Kutipan teks =>
________________________
Hukum Belanda diberlakukan terhadap orang-orang
Belanda atau Eropa. Sedangkan bagi pribumi, yang berlaku adalah hukum-hukum
yang dibentuk oleh tiap-tiap komunitas secara mandiri. Tata pemerintahan dan
politik pada zaman itu telah meminggirkan hak-hak dasar rakyat di nusantara dan
menjadikan penderitaan yang mendalam terhadap rakyat pribumi di masa itu.
b. Periode liberal
Belanda
Pada 1854 di Hindia Belanda diterbitkan
Regeringsreglement (selanjutnya disebut RR 1854) atau Peraturan tentang Tata
Pemerintahan (di Hindia Belanda) yang tujuan utamanya melindungi kepentingan
kepentingan usaha-usaha swasta di negeri jajahan dan untuk pertama kalinya
mengatur perlindungan hukum terhadap kaum pribumi dari kesewenang-wenangan
pemerintahan jajahan. Hal ini dapat ditemukan dalam (Regeringsreglement) RR
1854 yang mengatur tentang pembatasan terhadap eksekutif (terutama Residen) dan
kepolisian, dan jaminan terhadap proses peradilan yang bebas.
Otokratisme administrasi kolonial masih tetap
berlangsung pada periode ini, walaupun tidak lagi sebengis sebelumnya. Namun,
pembaruan hukum yang dilandasi oleh politik liberalisasi ekonomi ini ternyata
tidak meningkatkan kesejahteraan pribumi, karena eksploitasi masih terus
terjadi, hanya subyek eksploitasinya saja yang berganti, dari eksploitasi oleh
negara menjadi eksploitasi oleh modal swasta.
c. Periode Politik Etis
Sampai Kolonialisme Jepang
Kebijakan Politik Etis dikeluarkan pada awal
abad 20. Di antara kebijakan-kebijakan awal politik etis yang berkaitan
langsung dengan pembaharuan hukum adalah:
- Pendidikan untuk anak-anak pribumi, termasuk pendidikan lanjutan hukum
- Pembentukan Volksraad, lembaga perwakilan untuk kaum pribumi
- Penataan organisasi pemerintahan, khususnya dari segi efisiensi
- Penataan lembaga peradilan, khususnya dalam hal profesionalitas
- Pembentukan peraturan perundang-undangan yang berorientasi pada kepastian hukum.
________________________
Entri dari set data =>
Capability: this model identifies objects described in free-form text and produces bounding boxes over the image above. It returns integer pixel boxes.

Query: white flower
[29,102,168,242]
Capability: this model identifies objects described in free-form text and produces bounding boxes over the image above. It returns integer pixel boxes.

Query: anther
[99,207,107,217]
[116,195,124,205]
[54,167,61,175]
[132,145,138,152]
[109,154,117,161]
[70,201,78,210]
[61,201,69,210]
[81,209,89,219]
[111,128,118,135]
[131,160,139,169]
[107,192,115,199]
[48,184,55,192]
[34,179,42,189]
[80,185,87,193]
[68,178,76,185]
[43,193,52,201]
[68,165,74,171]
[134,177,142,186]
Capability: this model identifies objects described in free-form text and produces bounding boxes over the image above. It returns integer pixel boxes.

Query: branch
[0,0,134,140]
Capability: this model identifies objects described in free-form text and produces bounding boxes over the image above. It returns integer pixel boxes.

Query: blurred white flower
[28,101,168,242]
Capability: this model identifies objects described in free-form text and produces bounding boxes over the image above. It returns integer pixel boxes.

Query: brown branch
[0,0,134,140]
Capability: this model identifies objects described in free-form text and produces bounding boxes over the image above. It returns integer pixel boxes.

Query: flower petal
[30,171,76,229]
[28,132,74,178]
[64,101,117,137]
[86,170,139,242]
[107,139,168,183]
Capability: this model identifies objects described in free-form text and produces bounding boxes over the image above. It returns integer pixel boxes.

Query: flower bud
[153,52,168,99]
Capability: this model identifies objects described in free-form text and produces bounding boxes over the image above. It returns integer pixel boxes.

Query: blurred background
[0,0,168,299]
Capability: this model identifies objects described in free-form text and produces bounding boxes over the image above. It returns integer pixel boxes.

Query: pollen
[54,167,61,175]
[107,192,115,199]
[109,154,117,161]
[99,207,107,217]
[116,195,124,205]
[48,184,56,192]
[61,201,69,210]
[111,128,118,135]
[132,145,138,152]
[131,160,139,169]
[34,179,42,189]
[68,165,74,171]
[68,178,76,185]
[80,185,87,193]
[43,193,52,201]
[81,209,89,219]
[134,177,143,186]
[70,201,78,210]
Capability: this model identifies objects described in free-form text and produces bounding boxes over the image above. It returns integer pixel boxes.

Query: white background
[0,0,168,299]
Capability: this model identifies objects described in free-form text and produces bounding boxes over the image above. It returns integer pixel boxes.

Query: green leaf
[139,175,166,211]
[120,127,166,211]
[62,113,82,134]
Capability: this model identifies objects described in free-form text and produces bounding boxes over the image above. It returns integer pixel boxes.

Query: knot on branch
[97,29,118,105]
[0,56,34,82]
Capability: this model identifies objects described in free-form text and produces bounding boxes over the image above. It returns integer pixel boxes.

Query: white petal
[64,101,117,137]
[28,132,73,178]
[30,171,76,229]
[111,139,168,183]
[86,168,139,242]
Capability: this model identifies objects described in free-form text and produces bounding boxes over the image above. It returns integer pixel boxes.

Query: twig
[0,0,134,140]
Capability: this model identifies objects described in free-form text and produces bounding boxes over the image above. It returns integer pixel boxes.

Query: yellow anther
________________________
Tantangan =>
- 1) Menurut teks tentang sejarah hukum Hindia Belanda, pada tahun berapa Regeringsreglement diterbitkan?
- 2) Tolong ulangi persis baris-baris catatan, mulai dari baris pertama catatan sampai baris yang memuat "[29,102,168,242]", kedua ujungnya ikut disertakan.

Jawaban di bawah =>
- 1) Regeringsreglement diterbitkan pada 1854.

- 2)
Capability: this model identifies objects described in free-form text and produces bounding boxes over the image above. It returns integer pixel boxes.

Query: white flower
[29,102,168,242]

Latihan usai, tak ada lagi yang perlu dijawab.